INSTRUCTIONS FOR THE TASK
Return everything in the records from the line containing "Would you say any windshield is" down to the line containing "[174,330,196,370]", copying each line exactly as it appears.

BEGIN DATA TO USE

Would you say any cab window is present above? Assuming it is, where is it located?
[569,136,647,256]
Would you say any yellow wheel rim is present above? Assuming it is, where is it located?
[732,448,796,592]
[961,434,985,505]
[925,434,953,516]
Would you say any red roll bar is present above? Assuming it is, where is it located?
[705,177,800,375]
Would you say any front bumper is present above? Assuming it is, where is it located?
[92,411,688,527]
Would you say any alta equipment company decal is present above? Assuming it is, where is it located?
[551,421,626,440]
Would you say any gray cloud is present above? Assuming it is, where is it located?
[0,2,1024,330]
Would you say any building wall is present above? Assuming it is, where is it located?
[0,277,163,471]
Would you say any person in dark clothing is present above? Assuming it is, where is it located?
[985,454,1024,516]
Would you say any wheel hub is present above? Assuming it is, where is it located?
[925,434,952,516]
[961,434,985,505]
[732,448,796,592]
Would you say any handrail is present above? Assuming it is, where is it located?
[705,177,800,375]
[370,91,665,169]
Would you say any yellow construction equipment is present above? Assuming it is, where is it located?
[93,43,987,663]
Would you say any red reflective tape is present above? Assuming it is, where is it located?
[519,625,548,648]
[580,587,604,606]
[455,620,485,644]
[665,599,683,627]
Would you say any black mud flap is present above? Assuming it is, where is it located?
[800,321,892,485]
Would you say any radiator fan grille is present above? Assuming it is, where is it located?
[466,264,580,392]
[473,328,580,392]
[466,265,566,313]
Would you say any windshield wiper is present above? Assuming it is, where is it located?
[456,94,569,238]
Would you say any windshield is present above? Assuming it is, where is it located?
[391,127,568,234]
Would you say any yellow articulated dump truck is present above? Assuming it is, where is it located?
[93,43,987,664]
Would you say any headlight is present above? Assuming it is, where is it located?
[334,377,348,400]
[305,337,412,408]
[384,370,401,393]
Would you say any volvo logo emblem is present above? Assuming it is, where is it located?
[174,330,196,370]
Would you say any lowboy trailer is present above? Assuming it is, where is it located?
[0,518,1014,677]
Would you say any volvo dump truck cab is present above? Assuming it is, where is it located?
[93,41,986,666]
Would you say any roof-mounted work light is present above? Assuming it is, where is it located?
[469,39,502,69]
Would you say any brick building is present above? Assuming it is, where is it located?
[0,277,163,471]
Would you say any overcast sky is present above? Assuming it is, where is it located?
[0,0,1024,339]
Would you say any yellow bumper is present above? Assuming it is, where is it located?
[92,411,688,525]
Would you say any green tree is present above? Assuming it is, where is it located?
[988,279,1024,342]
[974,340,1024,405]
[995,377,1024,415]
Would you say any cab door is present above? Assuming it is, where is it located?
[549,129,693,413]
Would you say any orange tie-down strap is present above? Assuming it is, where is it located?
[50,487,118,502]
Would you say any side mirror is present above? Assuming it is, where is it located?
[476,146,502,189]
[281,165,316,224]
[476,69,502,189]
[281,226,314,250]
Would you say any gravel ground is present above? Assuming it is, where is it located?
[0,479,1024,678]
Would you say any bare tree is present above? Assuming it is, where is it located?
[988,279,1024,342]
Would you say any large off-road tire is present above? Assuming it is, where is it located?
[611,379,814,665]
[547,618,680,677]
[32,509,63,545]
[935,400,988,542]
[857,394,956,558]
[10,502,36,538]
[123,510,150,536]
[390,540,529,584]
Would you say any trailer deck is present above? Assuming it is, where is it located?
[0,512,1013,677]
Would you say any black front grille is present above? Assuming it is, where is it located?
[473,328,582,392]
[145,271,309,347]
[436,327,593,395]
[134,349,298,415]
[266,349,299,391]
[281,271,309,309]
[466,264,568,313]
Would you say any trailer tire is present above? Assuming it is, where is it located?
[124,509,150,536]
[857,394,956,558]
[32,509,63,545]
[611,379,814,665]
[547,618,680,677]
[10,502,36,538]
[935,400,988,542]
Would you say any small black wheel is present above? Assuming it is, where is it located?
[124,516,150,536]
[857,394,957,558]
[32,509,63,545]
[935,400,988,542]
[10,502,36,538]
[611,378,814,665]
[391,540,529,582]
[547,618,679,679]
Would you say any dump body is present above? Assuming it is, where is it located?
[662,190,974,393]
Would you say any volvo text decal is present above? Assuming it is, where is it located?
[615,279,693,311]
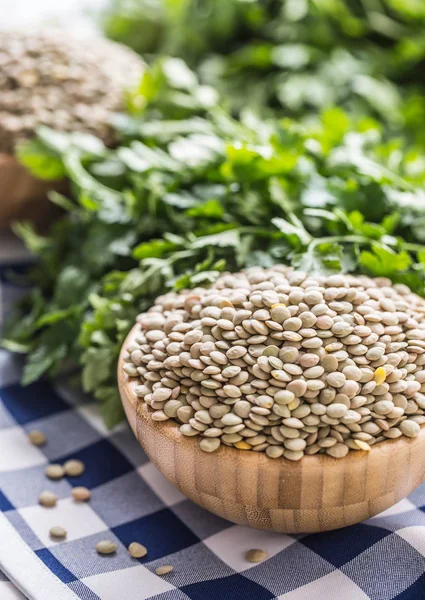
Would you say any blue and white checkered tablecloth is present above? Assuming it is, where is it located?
[0,241,425,600]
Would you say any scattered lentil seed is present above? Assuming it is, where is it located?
[63,459,86,477]
[49,525,67,540]
[245,548,267,562]
[128,542,148,558]
[28,430,47,446]
[125,266,425,461]
[96,540,117,554]
[155,565,174,575]
[38,490,58,508]
[45,464,65,479]
[71,487,91,502]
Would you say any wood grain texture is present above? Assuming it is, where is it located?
[118,325,425,533]
[0,153,64,228]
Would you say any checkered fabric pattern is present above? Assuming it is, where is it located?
[0,250,425,600]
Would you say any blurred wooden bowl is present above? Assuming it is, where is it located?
[0,153,66,228]
[118,325,425,533]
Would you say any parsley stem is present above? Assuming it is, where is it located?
[403,243,425,252]
[310,235,376,248]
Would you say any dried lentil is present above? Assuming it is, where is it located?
[96,540,117,554]
[125,266,425,461]
[0,29,143,154]
[28,430,47,446]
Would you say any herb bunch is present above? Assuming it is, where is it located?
[103,0,425,143]
[3,59,425,425]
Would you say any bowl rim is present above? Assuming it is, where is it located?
[118,321,425,471]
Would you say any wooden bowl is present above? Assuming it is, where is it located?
[0,153,64,228]
[118,325,425,533]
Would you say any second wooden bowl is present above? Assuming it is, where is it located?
[0,153,65,228]
[118,325,425,533]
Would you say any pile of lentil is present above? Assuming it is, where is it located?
[123,265,425,461]
[0,29,143,154]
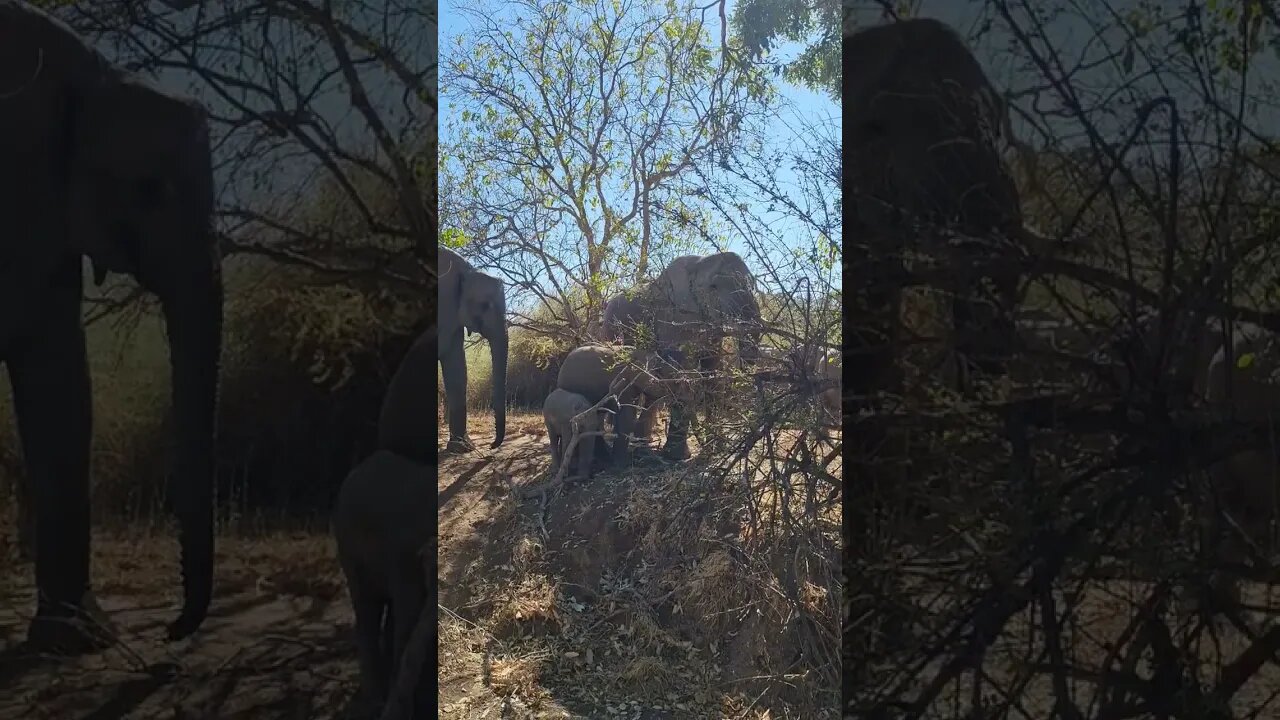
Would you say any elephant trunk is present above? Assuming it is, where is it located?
[489,328,507,447]
[737,295,763,364]
[159,254,223,639]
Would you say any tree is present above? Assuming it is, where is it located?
[733,0,847,99]
[442,0,773,325]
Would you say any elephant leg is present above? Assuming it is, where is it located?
[346,568,390,706]
[8,278,111,652]
[547,432,564,475]
[662,400,691,460]
[636,397,667,445]
[613,397,636,468]
[388,556,426,712]
[575,430,595,480]
[440,338,475,452]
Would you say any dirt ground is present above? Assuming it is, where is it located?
[438,411,838,720]
[0,525,358,720]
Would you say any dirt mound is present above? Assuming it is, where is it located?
[439,414,838,719]
[0,534,358,720]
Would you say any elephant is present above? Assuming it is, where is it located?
[333,450,435,717]
[1182,323,1280,617]
[436,247,507,452]
[1092,310,1223,404]
[378,325,435,465]
[844,18,1050,396]
[543,388,603,479]
[815,348,842,428]
[556,345,669,465]
[0,1,223,653]
[604,252,760,457]
[379,597,436,720]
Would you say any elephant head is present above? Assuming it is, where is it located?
[68,74,223,637]
[438,247,508,447]
[654,252,760,361]
[845,18,1023,234]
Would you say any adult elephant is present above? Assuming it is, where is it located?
[0,1,223,652]
[604,252,760,457]
[1206,322,1280,620]
[438,247,507,452]
[844,18,1048,395]
[556,345,669,466]
[378,327,435,465]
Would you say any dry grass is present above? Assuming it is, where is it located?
[438,411,840,719]
[0,512,358,719]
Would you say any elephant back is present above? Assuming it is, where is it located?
[845,18,1021,233]
[378,324,435,462]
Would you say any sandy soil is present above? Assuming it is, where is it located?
[436,413,833,720]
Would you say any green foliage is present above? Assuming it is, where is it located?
[733,0,842,97]
[442,0,776,306]
[440,228,467,250]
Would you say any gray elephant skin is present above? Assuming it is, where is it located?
[604,252,760,457]
[438,247,507,452]
[333,450,435,719]
[378,327,435,465]
[556,345,667,465]
[844,18,1044,395]
[543,388,603,479]
[0,1,223,651]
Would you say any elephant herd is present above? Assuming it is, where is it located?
[438,240,841,477]
[0,0,430,717]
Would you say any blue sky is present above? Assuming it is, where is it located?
[440,0,840,299]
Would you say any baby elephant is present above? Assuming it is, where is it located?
[543,388,603,479]
[333,450,435,719]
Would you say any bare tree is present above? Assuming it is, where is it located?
[443,0,772,325]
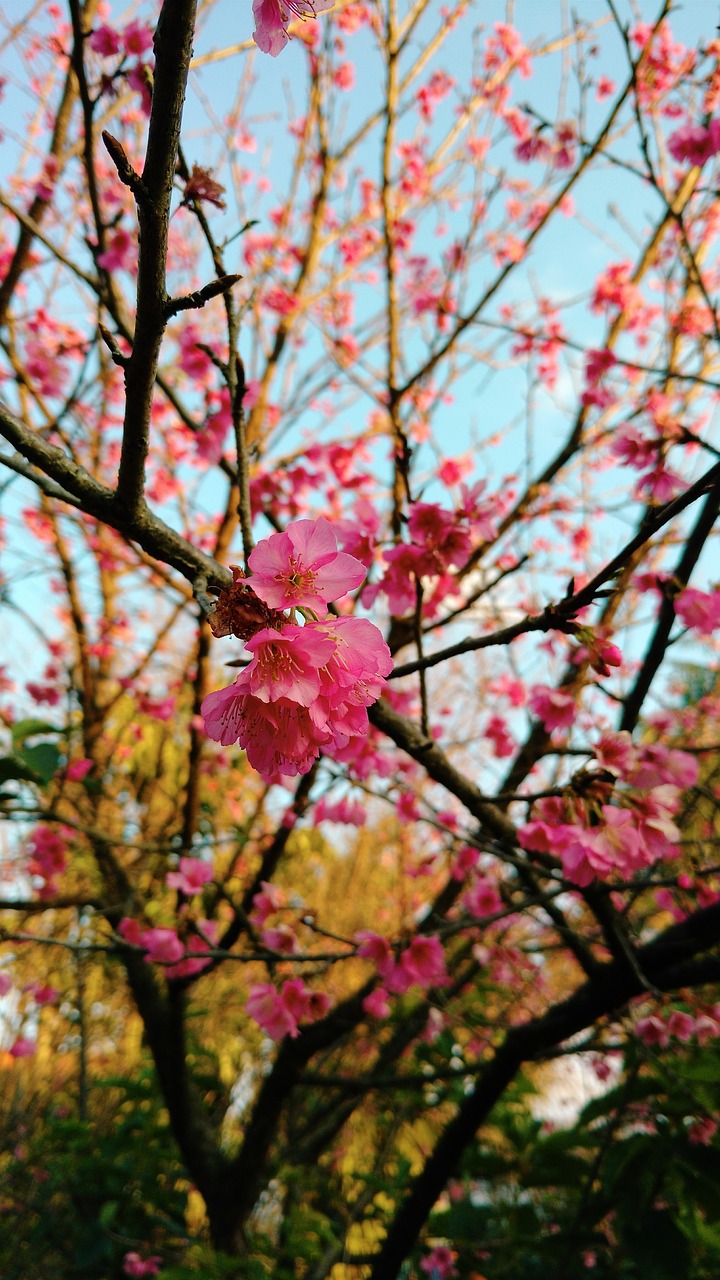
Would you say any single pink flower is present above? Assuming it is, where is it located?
[142,929,184,964]
[8,1036,37,1057]
[363,987,391,1018]
[201,681,327,778]
[252,0,334,58]
[675,586,720,636]
[236,626,335,707]
[65,759,92,782]
[528,685,578,733]
[123,1249,163,1276]
[249,517,365,613]
[165,858,213,897]
[245,982,294,1041]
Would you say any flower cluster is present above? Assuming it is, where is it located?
[252,0,334,58]
[518,731,698,886]
[201,518,392,780]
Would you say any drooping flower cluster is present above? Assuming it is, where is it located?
[518,731,698,887]
[202,518,392,778]
[252,0,334,58]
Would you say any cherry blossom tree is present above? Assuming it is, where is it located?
[0,0,720,1280]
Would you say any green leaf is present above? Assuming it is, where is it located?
[0,755,40,783]
[10,719,61,744]
[18,742,61,782]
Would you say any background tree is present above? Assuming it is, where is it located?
[0,0,720,1280]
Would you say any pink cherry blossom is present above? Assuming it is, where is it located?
[201,681,332,778]
[667,119,720,166]
[65,759,92,782]
[8,1036,37,1057]
[142,929,184,964]
[165,858,213,897]
[249,517,365,614]
[363,987,391,1018]
[528,685,578,733]
[252,0,334,58]
[675,586,720,636]
[236,626,336,707]
[634,1014,670,1048]
[667,1009,694,1044]
[387,934,447,992]
[123,1249,163,1276]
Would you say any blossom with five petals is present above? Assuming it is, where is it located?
[247,518,365,612]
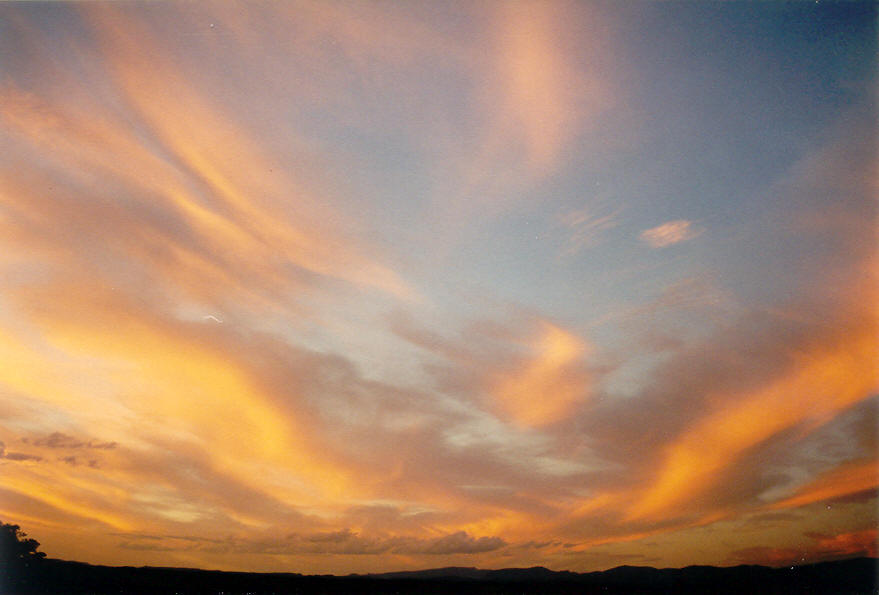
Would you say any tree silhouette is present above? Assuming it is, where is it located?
[0,523,46,592]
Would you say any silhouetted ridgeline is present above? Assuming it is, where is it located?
[0,558,879,595]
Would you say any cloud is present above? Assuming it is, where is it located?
[491,323,589,427]
[638,219,705,248]
[559,207,619,256]
[727,529,876,566]
[0,442,43,461]
[772,460,879,508]
[25,432,117,450]
[119,529,507,556]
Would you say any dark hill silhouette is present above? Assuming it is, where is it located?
[0,525,879,595]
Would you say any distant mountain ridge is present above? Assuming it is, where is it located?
[8,558,879,595]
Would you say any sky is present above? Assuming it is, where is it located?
[0,0,879,574]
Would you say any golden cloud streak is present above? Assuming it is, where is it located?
[628,329,877,520]
[492,322,588,427]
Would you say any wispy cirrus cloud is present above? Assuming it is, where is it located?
[638,219,705,248]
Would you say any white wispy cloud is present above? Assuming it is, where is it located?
[638,219,705,248]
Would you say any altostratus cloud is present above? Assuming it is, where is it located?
[638,219,705,248]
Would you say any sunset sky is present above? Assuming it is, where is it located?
[0,0,879,574]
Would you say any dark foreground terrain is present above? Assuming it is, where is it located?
[0,558,879,595]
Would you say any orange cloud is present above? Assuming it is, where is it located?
[492,322,588,427]
[727,529,877,566]
[628,328,877,519]
[771,461,879,508]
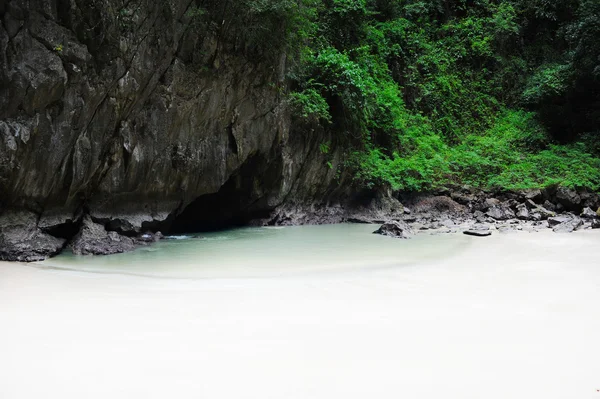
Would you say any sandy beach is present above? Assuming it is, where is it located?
[0,228,600,399]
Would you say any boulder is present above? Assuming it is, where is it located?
[484,198,501,209]
[450,192,477,205]
[520,189,543,202]
[542,200,556,212]
[0,211,66,262]
[71,215,136,255]
[373,220,414,238]
[463,230,492,237]
[556,187,581,211]
[552,216,583,233]
[548,214,574,227]
[517,204,529,220]
[486,205,516,220]
[529,209,544,222]
[581,208,598,219]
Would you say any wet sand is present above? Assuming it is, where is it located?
[0,228,600,399]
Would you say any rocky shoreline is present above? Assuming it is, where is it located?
[375,187,600,238]
[0,187,600,262]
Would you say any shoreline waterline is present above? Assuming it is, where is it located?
[0,226,600,399]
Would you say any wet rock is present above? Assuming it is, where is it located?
[579,191,600,209]
[529,210,544,222]
[581,208,598,219]
[463,230,492,237]
[556,187,581,211]
[486,206,516,220]
[0,211,65,262]
[71,215,136,255]
[373,220,414,238]
[520,189,543,203]
[136,231,164,244]
[552,216,583,233]
[517,204,529,220]
[450,192,477,205]
[483,198,501,209]
[548,214,575,227]
[542,200,556,212]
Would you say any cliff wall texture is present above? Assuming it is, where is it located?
[0,0,360,261]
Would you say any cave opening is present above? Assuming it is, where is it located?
[169,157,272,234]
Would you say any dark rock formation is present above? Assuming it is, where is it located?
[486,204,516,220]
[556,187,581,212]
[0,211,66,262]
[581,207,598,219]
[517,204,529,220]
[552,216,583,233]
[0,0,345,259]
[463,230,492,237]
[373,220,414,238]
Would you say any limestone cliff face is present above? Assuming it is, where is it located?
[0,0,350,260]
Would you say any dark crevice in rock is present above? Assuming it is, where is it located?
[168,156,272,234]
[42,219,81,242]
[227,124,238,155]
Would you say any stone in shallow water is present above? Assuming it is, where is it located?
[581,208,598,219]
[548,216,583,233]
[373,220,414,238]
[463,230,492,237]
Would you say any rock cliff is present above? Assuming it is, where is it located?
[0,0,358,261]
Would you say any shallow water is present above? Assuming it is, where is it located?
[0,225,600,399]
[42,224,472,278]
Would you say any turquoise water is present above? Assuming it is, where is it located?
[42,224,472,278]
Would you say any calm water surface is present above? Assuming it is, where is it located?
[43,224,473,278]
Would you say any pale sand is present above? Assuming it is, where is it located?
[0,232,600,399]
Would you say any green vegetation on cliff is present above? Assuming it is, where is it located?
[200,0,600,190]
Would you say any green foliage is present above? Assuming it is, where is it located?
[289,87,331,122]
[282,0,600,190]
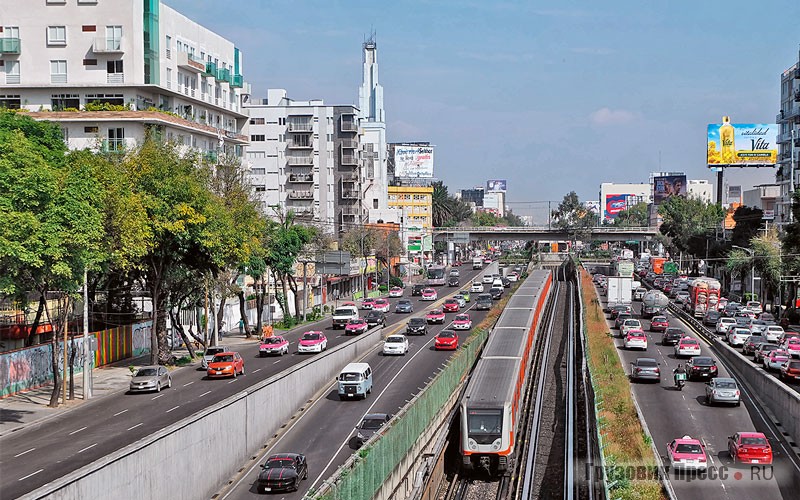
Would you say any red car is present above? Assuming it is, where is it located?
[425,309,444,325]
[728,432,772,465]
[433,330,458,351]
[442,299,461,312]
[206,351,244,378]
[650,316,669,332]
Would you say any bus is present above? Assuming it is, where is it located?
[428,266,447,286]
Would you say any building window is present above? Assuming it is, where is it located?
[0,95,22,109]
[50,60,67,83]
[50,94,81,111]
[5,60,19,85]
[47,26,67,45]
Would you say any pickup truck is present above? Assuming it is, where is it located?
[333,306,358,329]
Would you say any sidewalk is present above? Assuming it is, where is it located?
[0,330,257,437]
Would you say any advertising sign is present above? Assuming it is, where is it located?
[394,146,433,178]
[707,120,780,167]
[486,179,508,193]
[606,194,633,219]
[653,175,686,205]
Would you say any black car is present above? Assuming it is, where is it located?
[475,288,494,311]
[661,328,686,345]
[686,356,718,380]
[394,299,414,313]
[406,318,428,335]
[364,311,386,326]
[356,413,392,446]
[258,453,308,493]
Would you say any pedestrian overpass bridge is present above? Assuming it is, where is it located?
[433,226,658,244]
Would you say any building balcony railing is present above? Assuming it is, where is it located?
[286,121,314,132]
[178,52,206,74]
[289,174,314,184]
[92,36,125,54]
[0,37,22,54]
[286,156,314,167]
[286,189,314,200]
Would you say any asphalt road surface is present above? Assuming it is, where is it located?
[0,263,497,498]
[603,286,800,500]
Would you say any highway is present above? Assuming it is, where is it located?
[601,282,800,500]
[0,263,497,498]
[216,262,508,500]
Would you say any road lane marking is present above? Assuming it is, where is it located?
[17,469,44,481]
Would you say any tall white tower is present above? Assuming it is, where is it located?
[358,33,388,214]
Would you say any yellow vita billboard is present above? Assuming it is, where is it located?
[706,116,780,167]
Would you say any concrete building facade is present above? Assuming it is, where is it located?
[0,0,249,158]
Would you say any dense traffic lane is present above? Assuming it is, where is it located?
[611,292,800,499]
[218,264,506,499]
[0,264,496,498]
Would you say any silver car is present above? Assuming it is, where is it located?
[706,377,741,406]
[130,365,172,392]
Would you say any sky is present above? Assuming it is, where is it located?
[164,0,800,222]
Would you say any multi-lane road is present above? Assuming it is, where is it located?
[592,280,800,500]
[0,263,497,498]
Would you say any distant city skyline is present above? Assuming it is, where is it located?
[165,0,800,219]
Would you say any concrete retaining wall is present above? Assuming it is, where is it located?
[22,329,382,500]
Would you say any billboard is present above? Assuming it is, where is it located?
[486,179,508,193]
[394,145,433,178]
[706,120,780,167]
[606,194,633,219]
[653,175,686,205]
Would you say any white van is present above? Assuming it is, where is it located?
[336,363,372,401]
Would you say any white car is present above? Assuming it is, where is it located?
[761,325,784,342]
[716,318,736,335]
[728,328,751,347]
[383,335,408,356]
[619,318,642,337]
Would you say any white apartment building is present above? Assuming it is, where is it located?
[775,50,800,225]
[0,0,249,157]
[245,89,365,234]
[358,36,389,215]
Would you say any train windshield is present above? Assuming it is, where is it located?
[467,409,503,444]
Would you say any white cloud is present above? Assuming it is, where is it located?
[589,108,638,125]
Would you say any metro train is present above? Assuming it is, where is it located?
[459,270,553,475]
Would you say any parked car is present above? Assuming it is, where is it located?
[128,365,172,392]
[258,335,289,358]
[706,377,741,406]
[206,351,244,378]
[257,453,308,493]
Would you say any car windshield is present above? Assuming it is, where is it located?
[675,443,703,455]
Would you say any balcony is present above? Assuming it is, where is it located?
[289,174,314,184]
[92,36,125,54]
[0,38,22,54]
[286,156,314,167]
[286,121,314,133]
[286,189,314,200]
[177,52,206,74]
[342,189,358,200]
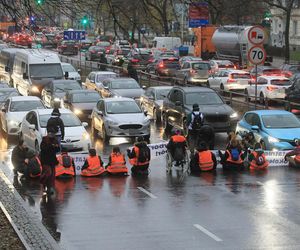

END DATA TO USE

REPLY TO THE TASK
Would you say any windshield is present above? Assuming it is, where is it located?
[391,127,568,234]
Would you say any yellow articulated dump truck is present above? Assuming it is, where is it located?
[93,43,987,664]
Would you say any headlight is present above? Assuming it is, where is it located?
[334,377,348,400]
[305,337,412,408]
[384,370,401,393]
Would you say any volvo logo emblem is present above? Assuming it is, where is it located?
[174,330,196,370]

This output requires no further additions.